* Task goal
Your result should be the lines holding the word "Pinpoint", copied from the entries below.

* Record excerpts
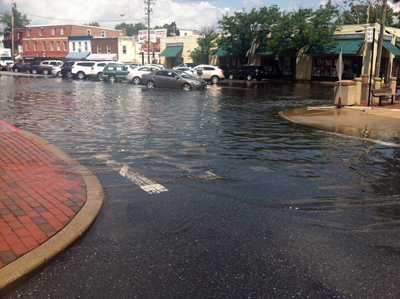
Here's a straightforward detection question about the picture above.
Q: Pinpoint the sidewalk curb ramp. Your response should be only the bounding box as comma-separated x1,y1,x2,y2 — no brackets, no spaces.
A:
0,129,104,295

...

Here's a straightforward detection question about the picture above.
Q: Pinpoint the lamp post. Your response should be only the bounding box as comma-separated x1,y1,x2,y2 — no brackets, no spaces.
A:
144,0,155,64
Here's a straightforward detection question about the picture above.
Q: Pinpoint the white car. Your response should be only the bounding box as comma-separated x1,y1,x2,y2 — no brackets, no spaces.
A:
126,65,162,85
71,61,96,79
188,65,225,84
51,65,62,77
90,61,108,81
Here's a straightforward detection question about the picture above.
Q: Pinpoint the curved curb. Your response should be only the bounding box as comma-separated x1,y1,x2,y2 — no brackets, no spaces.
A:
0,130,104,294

==

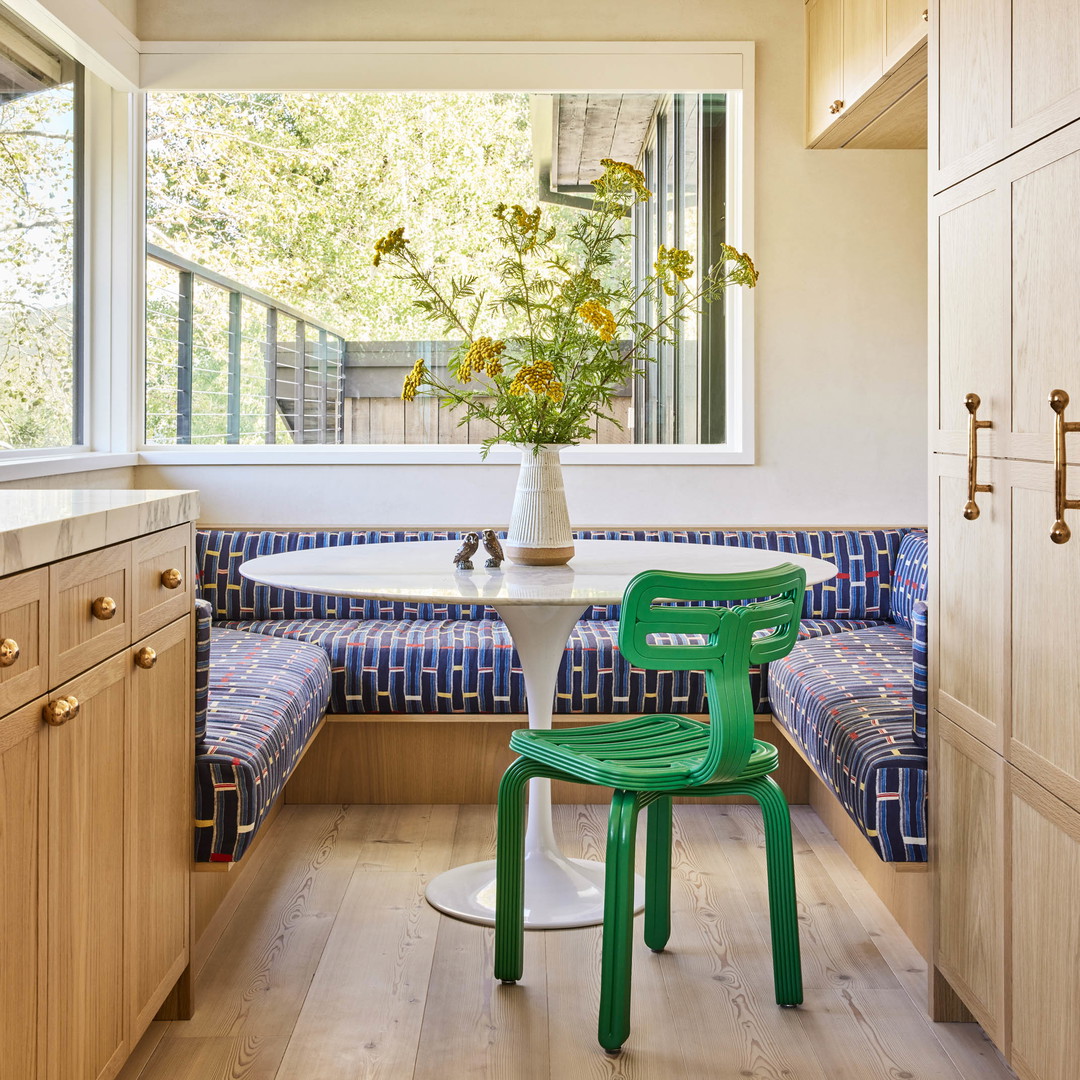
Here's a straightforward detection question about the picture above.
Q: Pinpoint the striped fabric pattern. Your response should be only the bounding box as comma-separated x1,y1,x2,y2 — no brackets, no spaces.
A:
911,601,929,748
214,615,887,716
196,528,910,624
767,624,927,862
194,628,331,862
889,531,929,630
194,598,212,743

* Solution
Q: Pinpoint the sidewalk curb ramp. Your response should be only the bounding box as comma-separated x1,y1,x2,y2 — no brackets, no spaces.
Q: Pinpoint the lamp post. Your response should be only the bounding box as comma-separated x1,y1,x2,y2 — no brackets, no spaces.
Q: Pinpoint the white car. Your response should be only the bounding box as comma-separated x1,y1,x2,y2 — no brackets, no spaces.
Q: Pinpoint the curved curb. Your response should be only the bounding box as comma-separated x1,y1,x2,y2 — no brackets, no spaces.
Q: Pinpoint the striped fabric pattern. Your response should be only the bounding box as comma-separated x1,y1,x2,y2 — no brackets, no spaces.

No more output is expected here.